— start Extracted records —

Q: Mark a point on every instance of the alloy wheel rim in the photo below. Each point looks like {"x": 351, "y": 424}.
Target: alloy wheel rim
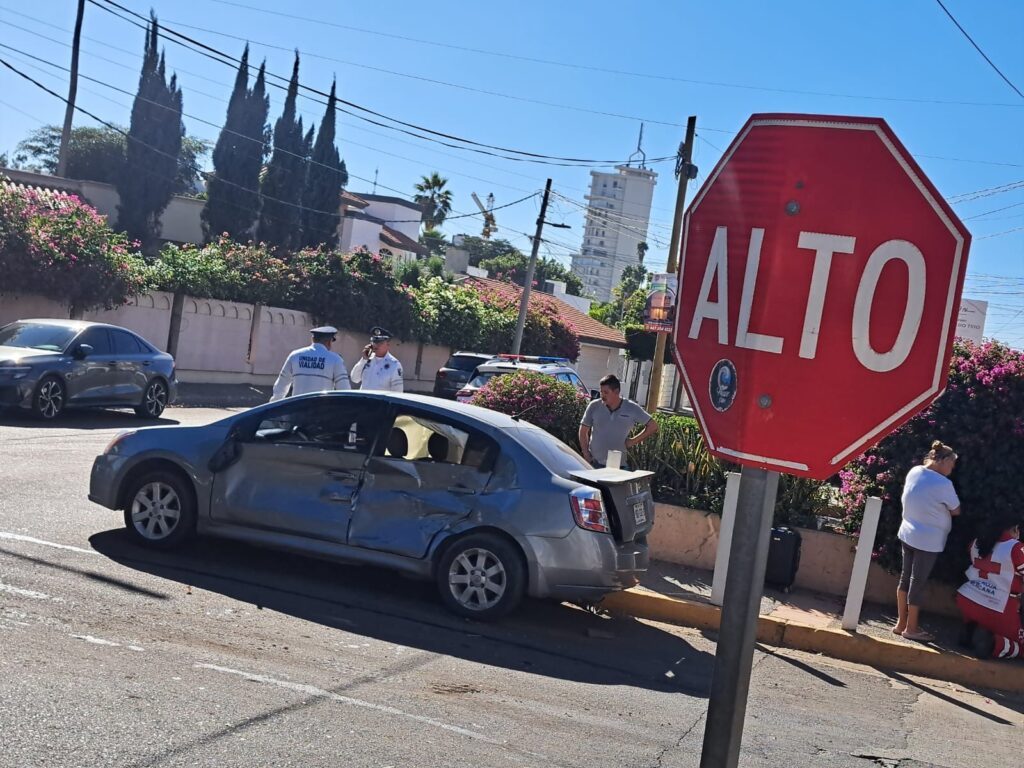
{"x": 156, "y": 510}
{"x": 156, "y": 398}
{"x": 477, "y": 579}
{"x": 50, "y": 398}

— end Extracted records —

Do this ->
Copy out all the records above word for word, leaving out the pictures.

Task output ->
Q: Mark a point on every instance of the alloy wheel rim in the photo below. Each point looks like {"x": 351, "y": 424}.
Target: alloy wheel rim
{"x": 156, "y": 510}
{"x": 156, "y": 398}
{"x": 477, "y": 579}
{"x": 50, "y": 398}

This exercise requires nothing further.